# CHECK YOUR UNDERSTANDING:
1. According to the article on the explosive detection kit, since what year has the kit been widely used in India by bomb detection squads and the armed forces?
2. In the article on the explosive detection kit, reproduce the passage from "Washington: It looks" up to and including "the US too.", replacing "pocket-sized" with "palm-sized".

═══ TEXT SECTION

Washington: It looks like a pocket-sized cigar box, but it packs a mighty punch in the fight against terrorism. And now this nifty explosive detection kit, developed by India’s Defence Research and Development Organisation, is all set to play its part in the US too.
Widely used in India by bomb detection squads and the armed forces since 2002, the handy kit would be manufactured and sold in the US and other parts of the world by Summerville, South Carolina-based Crowe and Company LLC under a technology transfer agreement,
“We are planning to introduce the EDK to the US Army and US homeland security forces and in other international markets after getting necessary approvals from the US regulatory institutions,” said Fay Crowe, CEO and president of the company.
A few drops of four reagents contained in four vials can detect explosives based on TNT, RDX, dynamite, and black powder within minutes with no more than 3 to 5 milligrams of the suspected sample. It also does not require field calibration, power or peripheral devices.
Besides the wallet sized disposable kit for covert and military operations, it’s also available in smaller field cases for law enforcement and bomb squads. And personnel can be trained in its use in just a couple of hours.
A team of Indian scientists led by DRDO director general, Avinash Chander, the chief architect of the Agni series of ballistic missiles, was at hand for the global launch of the EDK at a function at the US Chamber of Commerce on Friday.
Chander was upbeat over the first DRDO developed products to be globalised with the transfer of Indian technology to the US which not long ago looked at the DRDO “as a very reluctant supplier”.

══════
═══ RECORDED DATA

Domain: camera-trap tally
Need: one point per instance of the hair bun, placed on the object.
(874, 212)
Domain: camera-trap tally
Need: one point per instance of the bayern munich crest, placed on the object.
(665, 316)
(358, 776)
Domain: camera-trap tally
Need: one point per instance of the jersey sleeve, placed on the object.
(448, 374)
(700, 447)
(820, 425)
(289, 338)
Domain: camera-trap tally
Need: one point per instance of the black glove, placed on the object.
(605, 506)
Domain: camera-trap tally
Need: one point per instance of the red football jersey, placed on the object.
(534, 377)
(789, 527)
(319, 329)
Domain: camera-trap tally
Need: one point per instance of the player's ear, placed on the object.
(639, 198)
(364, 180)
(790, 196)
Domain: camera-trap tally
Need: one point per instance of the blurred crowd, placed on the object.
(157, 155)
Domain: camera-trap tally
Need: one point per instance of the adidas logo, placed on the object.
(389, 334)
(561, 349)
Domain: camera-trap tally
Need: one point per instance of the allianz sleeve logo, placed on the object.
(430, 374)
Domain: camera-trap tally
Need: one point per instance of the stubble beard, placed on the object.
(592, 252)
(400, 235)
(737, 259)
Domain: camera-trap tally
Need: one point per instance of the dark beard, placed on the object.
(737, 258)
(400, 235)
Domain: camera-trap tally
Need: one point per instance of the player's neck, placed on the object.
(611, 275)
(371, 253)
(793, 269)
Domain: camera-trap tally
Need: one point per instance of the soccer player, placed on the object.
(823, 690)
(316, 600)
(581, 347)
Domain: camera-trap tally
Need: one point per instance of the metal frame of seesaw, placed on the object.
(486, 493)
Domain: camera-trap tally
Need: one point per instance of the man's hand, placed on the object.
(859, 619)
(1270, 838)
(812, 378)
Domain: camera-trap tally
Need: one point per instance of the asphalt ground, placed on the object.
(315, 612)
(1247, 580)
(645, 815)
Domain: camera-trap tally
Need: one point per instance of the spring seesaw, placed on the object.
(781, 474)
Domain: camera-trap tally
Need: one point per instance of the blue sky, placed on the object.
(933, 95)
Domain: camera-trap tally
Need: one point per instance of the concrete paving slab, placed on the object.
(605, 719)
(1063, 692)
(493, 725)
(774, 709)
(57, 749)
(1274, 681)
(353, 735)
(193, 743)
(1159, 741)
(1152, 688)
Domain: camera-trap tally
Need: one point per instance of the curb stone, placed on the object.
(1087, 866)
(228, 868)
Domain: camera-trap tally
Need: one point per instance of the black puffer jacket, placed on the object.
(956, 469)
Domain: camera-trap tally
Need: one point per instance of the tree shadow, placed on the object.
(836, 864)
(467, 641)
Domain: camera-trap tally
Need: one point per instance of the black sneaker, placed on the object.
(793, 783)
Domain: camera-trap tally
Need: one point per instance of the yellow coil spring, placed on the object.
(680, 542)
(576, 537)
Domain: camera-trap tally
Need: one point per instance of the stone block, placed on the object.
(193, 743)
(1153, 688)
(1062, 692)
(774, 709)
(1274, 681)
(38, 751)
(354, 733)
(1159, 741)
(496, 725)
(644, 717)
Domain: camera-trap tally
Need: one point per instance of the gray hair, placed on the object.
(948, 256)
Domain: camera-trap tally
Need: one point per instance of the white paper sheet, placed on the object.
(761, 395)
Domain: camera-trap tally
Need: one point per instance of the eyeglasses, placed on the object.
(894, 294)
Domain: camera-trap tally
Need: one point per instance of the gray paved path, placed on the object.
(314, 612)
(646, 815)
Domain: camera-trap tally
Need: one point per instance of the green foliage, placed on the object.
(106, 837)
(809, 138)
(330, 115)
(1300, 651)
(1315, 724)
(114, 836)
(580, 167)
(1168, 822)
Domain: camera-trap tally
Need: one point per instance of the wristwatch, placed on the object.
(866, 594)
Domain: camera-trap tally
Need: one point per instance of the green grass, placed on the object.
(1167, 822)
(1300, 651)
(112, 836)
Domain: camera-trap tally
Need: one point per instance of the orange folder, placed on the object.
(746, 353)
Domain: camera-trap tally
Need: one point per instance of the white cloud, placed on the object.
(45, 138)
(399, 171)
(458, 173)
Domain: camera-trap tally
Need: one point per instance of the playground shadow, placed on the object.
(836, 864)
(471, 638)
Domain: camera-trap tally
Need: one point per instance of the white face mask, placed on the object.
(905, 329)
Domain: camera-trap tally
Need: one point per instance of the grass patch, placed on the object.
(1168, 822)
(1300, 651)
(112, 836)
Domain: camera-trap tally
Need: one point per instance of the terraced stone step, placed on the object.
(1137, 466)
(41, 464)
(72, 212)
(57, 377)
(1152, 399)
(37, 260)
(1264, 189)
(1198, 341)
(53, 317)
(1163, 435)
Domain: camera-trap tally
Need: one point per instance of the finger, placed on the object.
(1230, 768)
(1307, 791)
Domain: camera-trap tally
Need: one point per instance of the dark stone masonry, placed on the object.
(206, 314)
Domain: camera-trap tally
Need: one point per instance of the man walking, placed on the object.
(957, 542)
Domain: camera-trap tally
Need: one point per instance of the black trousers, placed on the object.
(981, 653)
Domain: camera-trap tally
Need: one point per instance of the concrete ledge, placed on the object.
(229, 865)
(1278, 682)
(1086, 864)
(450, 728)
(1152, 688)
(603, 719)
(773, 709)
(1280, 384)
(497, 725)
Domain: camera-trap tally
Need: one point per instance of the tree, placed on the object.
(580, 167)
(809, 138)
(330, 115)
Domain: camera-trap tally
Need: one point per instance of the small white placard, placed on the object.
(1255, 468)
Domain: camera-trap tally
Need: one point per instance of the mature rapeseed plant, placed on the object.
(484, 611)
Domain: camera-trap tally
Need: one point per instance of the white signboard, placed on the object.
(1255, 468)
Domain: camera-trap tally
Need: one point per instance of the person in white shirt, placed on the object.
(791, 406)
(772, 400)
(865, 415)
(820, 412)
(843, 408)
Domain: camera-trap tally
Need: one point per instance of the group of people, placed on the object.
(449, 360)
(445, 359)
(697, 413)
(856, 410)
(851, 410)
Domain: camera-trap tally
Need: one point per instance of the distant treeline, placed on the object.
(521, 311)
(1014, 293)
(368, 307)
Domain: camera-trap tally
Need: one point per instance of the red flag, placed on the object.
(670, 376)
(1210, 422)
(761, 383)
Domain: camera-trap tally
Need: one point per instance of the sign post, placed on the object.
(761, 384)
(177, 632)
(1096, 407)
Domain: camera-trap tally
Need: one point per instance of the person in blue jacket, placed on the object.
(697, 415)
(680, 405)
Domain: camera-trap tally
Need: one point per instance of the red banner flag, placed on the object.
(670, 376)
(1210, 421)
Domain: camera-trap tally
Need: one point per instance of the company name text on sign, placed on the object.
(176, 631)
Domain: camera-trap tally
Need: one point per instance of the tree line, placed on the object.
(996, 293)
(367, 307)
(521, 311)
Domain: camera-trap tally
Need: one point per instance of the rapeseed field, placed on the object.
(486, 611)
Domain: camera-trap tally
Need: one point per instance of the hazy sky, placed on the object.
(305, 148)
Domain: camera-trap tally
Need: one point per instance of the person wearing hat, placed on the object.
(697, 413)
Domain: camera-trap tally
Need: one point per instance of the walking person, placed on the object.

══════

# RESULTS OF THE TASKS:
1. Since 2002.

2.
Washington: It looks like a palm-sized cigar box, but it packs a mighty punch in the fight against terrorism. And now this nifty explosive detection kit, developed by India’s Defence Research and Development Organisation, is all set to play its part in the US too.